** Opening GIVEN RECORDS block **

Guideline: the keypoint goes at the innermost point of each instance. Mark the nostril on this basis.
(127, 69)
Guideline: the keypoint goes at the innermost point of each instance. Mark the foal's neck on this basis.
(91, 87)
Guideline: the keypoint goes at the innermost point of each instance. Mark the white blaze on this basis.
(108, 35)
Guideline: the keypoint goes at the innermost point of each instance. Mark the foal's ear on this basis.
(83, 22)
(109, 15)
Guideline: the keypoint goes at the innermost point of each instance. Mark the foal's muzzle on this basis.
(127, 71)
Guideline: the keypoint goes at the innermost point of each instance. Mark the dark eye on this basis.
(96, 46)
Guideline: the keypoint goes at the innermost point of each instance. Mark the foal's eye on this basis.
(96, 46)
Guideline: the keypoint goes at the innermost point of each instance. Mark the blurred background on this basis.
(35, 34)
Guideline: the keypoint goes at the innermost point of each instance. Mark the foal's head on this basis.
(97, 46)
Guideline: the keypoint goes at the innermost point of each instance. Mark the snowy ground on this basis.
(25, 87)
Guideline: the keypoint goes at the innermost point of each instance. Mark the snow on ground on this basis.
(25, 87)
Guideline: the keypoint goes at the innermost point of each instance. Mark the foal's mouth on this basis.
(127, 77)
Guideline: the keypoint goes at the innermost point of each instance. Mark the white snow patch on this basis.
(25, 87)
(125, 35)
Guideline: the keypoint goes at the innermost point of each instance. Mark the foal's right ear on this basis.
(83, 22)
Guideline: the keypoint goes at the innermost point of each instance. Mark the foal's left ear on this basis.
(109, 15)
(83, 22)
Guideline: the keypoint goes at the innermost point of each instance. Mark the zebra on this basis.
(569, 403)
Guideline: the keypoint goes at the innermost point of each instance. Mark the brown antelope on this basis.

** Closing GIVEN RECORDS block **

WORK INSTRUCTIONS:
Each record above must be output without any alteration.

EXERCISE OUTPUT:
Guideline: the keypoint goes at the innermost point of each instance. Mark the nostril on this basis.
(127, 69)
Guideline: the keypoint goes at the innermost point of each instance. Mark the foal's neck on this basis.
(91, 87)
Guideline: the keypoint goes at the innermost point of each instance. Mark the white blaze on this basis.
(108, 35)
Guideline: the keypoint goes at the innermost point of each instance. Mark the foal's ear on this basis.
(83, 22)
(109, 15)
Guideline: the keypoint goes at the innermost point of each instance. Mark the foal's muzzle on this basis.
(127, 71)
Guideline: the keypoint goes at the innermost point of each instance. Mark the dark eye on this basis.
(96, 46)
Guideline: the keypoint goes at the innermost point of each instance. Mark the foal's eye on this basis.
(96, 46)
Guideline: the keypoint goes at the innermost point of each instance. Mark the blurred background on this basis.
(35, 34)
Guideline: the keypoint goes at the innermost point of each instance. Mark the foal's head on this basis.
(97, 46)
Guideline: the keypoint goes at the innermost point of each instance. Mark the snowy ground on this basis.
(25, 87)
Guideline: the keypoint goes at the innermost point of each instance. Mark the snow on ground on this basis.
(25, 87)
Guideline: the keypoint goes at the innermost point of each instance. Mark the foal's mouth on this basis.
(127, 77)
Guideline: the keypoint goes at the innermost point of each instance. Mark the white snow patch on this basis.
(25, 87)
(125, 35)
Guideline: the keypoint goes at the innermost point of each instance. Mark the foal's right ear on this basis.
(83, 22)
Guideline: the keypoint goes at the innermost point of each instance. Mark the foal's left ear on this basis.
(109, 15)
(83, 22)
Guideline: the keypoint goes at the innermost point of each instance. Mark the zebra on this basis.
(569, 403)
Guideline: the keypoint goes at the innermost point of each instance. Mark the brown antelope on this basis.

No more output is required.